> [Gestellte Aufgabe A]
Gib aus dem Text über die Namenswahl von Papst Leo XIV. den Abschnitt wörtlich wieder, der bei den Worten „Der Name, den“ beginnt und nach „der Ludwig-Maximilians-Universität München.“ endet.
> [Gestellte Aufgabe B]
Fasse den Text über die Namenswahl von Papst Leo XIV. in zwei Sätzen zusammen.
> [Gestellte Aufgabe C]
Beantworte anhand des Textes über die Namenswahl von Papst Leo XIV. die Frage, in welcher peruanischen Diözese Prevost Bischof war.

> [Extrahierter Text]
-----

Der Name, den sich ein Papst gibt, sagt viel über sein Programm. Viele meinen: Kardinal Robert Prevost nennt sich Papst Leo wegen Leo XIII. Der ging als „Arbeiterpapst“ in die Geschichte ein, schrieb die erste Sozialenzyklika der Katholischen Kirche, gab Journalisten Interviews und wollte die Spaltung in Kapitalismus und Kommunismus überwinden. Es könne gut sein, dass der neue Papst, Leo XIV., daran anknüpfen will, sagt auch Markus Vogt, katholischer Sozialethiker an der Ludwig-Maximilians-Universität München.
„Arbeiterpapst“ schreibt mit Enzyklika Geschichte
Blick zurück aufs große Vorbild Ende des 19. Jahrhunderts: Mit der Enzyklika „Rerum Novarum“ von Leo XIII. begann ein neues Kapitel innerhalb der katholischen Kirche: Sein Schreiben von 1891 griff erstmals die zu dieser Zeit drängende soziale Frage auf. Jedoch „fünfzig Jahre zu spät“, sagt Vogt im BR-Gespräch. „Denn die soziale Frage war damals ganz und gar nicht neu.“
Vom Elend betroffen war damals vor allem die Arbeiterklasse, deren Niedriglöhne kaum zur Existenzsicherung reichten. In der Hoffnung auf bessere Lebensbedingungen zog es viele in die Städte, was knappen Wohnraum bei widrigen Lebensbedingungen zur Folge hatte.
Demgegenüber forderte der „Arbeiterpapst“ Leo XIII. in seiner Schrift „Rerum Novarum“ vom Staat, „dass alles zu fördern ist, was irgendwie der Lage der Arbeiterschaft nützen kann“. Auch die karitative Aufgabe der Kirche sei es demnach, „geeignete praktische Maßnahmen zur Milderung des materiellen Notstandes“ zu treffen. Damit ging Papst Leo XIII. als Begründer der katholischen Soziallehre in die Geschichte ein.
Leo XIV. – wirtschaftsrealistischer als Franziskus?
Die Namenswahl des neuen Papstes sei eine Ansage, ist Vogt überzeugt. Prevosts Biografie sensibilisierte den späteren Papst für die soziale Frage. Geboren und aufgewachsen ist Prevost in Chicago, er kenne „die harte Schule“ des Wirtschaftsliberalismus à la „business is business“; den krassen Gegensatz erlebte er in seiner Amtszeit als Bischof in der peruanischen Diözese Chiclayo, wo wirtschaftliche Abhängigkeit und Armut herrschen.

-----

> [Vorliegende Angaben]
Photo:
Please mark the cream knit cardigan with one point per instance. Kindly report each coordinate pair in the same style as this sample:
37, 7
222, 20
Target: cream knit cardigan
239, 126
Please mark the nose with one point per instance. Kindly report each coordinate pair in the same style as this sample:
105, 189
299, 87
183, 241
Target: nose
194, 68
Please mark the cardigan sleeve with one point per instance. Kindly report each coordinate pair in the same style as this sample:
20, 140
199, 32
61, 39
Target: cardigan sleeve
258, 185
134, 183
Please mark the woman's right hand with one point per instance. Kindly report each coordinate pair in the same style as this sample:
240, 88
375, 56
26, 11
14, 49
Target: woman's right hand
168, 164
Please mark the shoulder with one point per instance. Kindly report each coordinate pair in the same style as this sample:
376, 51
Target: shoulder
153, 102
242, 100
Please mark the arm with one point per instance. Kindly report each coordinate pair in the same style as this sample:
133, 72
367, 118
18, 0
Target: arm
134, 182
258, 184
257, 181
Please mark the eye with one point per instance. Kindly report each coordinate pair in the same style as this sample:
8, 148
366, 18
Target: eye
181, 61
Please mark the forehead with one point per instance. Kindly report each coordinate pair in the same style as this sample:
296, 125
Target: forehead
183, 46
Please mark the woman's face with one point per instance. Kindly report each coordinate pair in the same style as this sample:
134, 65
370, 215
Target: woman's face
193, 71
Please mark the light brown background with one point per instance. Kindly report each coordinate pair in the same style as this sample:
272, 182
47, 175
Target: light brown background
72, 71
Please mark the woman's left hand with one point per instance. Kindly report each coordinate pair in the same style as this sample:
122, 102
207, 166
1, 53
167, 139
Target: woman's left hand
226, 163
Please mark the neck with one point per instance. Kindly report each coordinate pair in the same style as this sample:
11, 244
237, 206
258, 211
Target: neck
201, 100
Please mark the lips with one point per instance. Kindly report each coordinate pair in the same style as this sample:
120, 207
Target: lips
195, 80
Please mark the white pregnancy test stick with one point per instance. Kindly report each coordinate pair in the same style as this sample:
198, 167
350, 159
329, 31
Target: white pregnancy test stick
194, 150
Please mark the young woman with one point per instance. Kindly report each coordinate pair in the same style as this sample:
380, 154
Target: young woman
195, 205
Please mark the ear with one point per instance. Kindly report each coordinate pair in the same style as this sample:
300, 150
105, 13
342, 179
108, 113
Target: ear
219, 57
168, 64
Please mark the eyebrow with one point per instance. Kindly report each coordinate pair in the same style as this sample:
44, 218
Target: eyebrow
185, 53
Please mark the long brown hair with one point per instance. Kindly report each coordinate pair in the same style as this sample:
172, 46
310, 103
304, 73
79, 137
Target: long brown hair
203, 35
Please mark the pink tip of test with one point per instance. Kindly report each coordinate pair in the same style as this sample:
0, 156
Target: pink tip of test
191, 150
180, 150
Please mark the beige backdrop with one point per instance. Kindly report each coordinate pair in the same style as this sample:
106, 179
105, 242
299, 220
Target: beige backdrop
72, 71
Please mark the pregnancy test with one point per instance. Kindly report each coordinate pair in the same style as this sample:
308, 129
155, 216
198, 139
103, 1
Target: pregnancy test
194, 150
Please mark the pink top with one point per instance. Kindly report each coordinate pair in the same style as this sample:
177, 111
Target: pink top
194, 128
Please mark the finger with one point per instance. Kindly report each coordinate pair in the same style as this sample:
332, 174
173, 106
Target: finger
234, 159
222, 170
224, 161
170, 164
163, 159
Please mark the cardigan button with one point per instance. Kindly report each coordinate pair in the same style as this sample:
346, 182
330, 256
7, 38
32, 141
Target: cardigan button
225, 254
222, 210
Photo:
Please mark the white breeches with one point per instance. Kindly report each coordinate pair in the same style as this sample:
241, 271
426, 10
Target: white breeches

-----

> [Ausgearbeitete Lösung A]
Der Name, den sich ein Papst gibt, sagt viel über sein Programm. Viele meinen: Kardinal Robert Prevost nennt sich Papst Leo wegen Leo XIII. Der ging als „Arbeiterpapst“ in die Geschichte ein, schrieb die erste Sozialenzyklika der Katholischen Kirche, gab Journalisten Interviews und wollte die Spaltung in Kapitalismus und Kommunismus überwinden. Es könne gut sein, dass der neue Papst, Leo XIV., daran anknüpfen will, sagt auch Markus Vogt, katholischer Sozialethiker an der Ludwig-Maximilians-Universität München.

> [Ausgearbeitete Lösung B]
Nach Einschätzung des Sozialethikers Markus Vogt könnte Papst Leo XIV. mit seinem Namen an Leo XIII. anknüpfen, der 1891 mit der Enzyklika „Rerum Novarum“ erstmals die soziale Frage aufgriff und als Begründer der katholischen Soziallehre in die Geschichte einging. Vogt hält die Namenswahl für eine Ansage, da Prevost durch sein Aufwachsen in Chicago und seine Amtszeit als Bischof im peruanischen Chiclayo für die soziale Frage sensibilisiert wurde.

> [Ausgearbeitete Lösung C]
In der Diözese Chiclayo.